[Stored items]
++++++++++++++++++++

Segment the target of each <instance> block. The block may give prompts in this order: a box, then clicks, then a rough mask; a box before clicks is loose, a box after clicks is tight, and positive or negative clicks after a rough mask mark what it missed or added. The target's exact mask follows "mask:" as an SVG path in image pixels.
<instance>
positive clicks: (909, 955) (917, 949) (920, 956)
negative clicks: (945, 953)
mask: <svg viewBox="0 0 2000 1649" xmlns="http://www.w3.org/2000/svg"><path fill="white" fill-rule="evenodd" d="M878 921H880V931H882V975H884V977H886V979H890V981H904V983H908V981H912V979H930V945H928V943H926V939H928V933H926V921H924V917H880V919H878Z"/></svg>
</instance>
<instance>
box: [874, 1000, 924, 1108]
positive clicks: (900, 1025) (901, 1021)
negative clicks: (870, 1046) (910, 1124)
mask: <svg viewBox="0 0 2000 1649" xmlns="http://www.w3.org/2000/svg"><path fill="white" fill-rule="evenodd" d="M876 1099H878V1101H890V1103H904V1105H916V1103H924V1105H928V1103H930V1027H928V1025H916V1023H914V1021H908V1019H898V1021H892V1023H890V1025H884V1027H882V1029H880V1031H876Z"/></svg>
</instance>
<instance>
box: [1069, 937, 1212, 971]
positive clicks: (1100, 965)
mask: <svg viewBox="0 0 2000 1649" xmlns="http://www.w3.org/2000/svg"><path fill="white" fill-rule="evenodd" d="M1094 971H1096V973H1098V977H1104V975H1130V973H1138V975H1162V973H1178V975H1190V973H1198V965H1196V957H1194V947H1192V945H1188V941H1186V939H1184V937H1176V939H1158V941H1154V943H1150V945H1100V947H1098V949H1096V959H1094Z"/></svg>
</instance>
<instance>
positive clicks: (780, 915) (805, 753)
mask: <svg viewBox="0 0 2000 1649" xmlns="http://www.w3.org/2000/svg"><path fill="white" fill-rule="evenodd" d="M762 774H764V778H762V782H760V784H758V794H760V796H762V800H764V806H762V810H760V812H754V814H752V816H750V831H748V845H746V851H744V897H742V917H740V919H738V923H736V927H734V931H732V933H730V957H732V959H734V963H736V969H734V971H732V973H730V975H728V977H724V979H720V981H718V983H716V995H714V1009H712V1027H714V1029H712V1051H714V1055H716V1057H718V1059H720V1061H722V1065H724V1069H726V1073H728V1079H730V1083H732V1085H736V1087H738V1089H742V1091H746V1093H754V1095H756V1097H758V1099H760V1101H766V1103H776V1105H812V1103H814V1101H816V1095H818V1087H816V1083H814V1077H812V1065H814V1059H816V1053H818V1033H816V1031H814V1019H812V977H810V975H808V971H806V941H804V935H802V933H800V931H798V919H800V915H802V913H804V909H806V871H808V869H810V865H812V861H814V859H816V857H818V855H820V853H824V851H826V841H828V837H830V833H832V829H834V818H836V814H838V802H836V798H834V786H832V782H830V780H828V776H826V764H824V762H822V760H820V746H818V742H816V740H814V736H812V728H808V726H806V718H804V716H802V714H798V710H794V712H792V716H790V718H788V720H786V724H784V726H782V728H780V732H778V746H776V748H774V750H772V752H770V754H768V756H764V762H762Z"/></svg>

++++++++++++++++++++

Directions for this task: Render the rows above as a JSON list of strings, one string per line, omitting any blank lines.

Output for this task:
[
  "Segment the target of each <instance> block. The block may give prompts in this order: a box, then clicks, then a rough mask; a box before clicks is loose, a box after clicks is tight, and positive or negative clicks after a rough mask mark what it missed or added. The target's exact mask follows \"mask:\" as an SVG path in image pixels.",
  "<instance>",
  "positive clicks: (909, 955) (917, 949) (920, 956)",
  "negative clicks: (945, 953)",
  "mask: <svg viewBox=\"0 0 2000 1649\" xmlns=\"http://www.w3.org/2000/svg\"><path fill=\"white\" fill-rule=\"evenodd\" d=\"M878 921H880V931H882V975H884V977H886V979H890V981H904V983H908V981H912V979H930V945H928V943H926V939H928V933H926V921H924V917H880V919H878Z\"/></svg>",
  "</instance>",
  "<instance>",
  "box: [874, 1000, 924, 1108]",
  "positive clicks: (900, 1025) (901, 1021)",
  "negative clicks: (870, 1046) (910, 1124)",
  "mask: <svg viewBox=\"0 0 2000 1649\" xmlns=\"http://www.w3.org/2000/svg\"><path fill=\"white\" fill-rule=\"evenodd\" d=\"M876 1099H878V1101H890V1103H904V1105H916V1103H924V1105H928V1103H930V1027H928V1025H916V1023H914V1021H908V1019H898V1021H892V1023H890V1025H884V1027H882V1029H880V1031H876Z\"/></svg>",
  "</instance>",
  "<instance>",
  "box: [1069, 937, 1212, 971]",
  "positive clicks: (1100, 965)",
  "mask: <svg viewBox=\"0 0 2000 1649\" xmlns=\"http://www.w3.org/2000/svg\"><path fill=\"white\" fill-rule=\"evenodd\" d=\"M1094 971H1096V973H1098V977H1104V975H1130V973H1138V975H1162V973H1178V975H1190V973H1198V965H1196V957H1194V947H1192V945H1188V941H1186V939H1184V937H1176V939H1158V941H1154V943H1150V945H1100V947H1098V949H1096V959H1094Z\"/></svg>",
  "</instance>",
  "<instance>",
  "positive clicks: (780, 915) (805, 753)",
  "mask: <svg viewBox=\"0 0 2000 1649\" xmlns=\"http://www.w3.org/2000/svg\"><path fill=\"white\" fill-rule=\"evenodd\" d=\"M762 774H764V778H762V782H760V784H758V794H760V796H762V800H764V806H762V810H760V812H754V814H752V816H750V831H748V845H746V851H744V897H742V917H740V919H738V923H736V927H734V931H732V933H730V957H732V959H734V963H736V969H734V971H732V973H730V975H728V977H724V979H720V981H718V983H716V995H714V1009H712V1027H714V1029H712V1051H714V1055H716V1057H718V1059H720V1061H722V1065H724V1069H726V1073H728V1079H730V1083H732V1085H736V1087H738V1089H742V1091H746V1093H754V1095H756V1097H758V1099H760V1101H766V1103H776V1105H812V1103H814V1101H816V1095H818V1087H816V1083H814V1077H812V1065H814V1059H816V1053H818V1033H816V1031H814V1019H812V977H810V975H808V971H806V941H804V935H802V933H800V931H798V919H800V915H802V913H804V909H806V871H808V869H810V865H812V861H814V859H816V857H818V855H820V853H824V851H826V841H828V837H830V833H832V829H834V818H836V814H838V802H836V798H834V786H832V782H830V780H828V776H826V764H824V762H822V760H820V746H818V742H816V740H814V736H812V728H808V726H806V718H804V716H802V714H798V710H794V712H792V716H790V718H788V720H786V724H784V726H782V728H780V732H778V746H776V748H774V750H772V752H770V754H768V756H764V762H762Z\"/></svg>"
]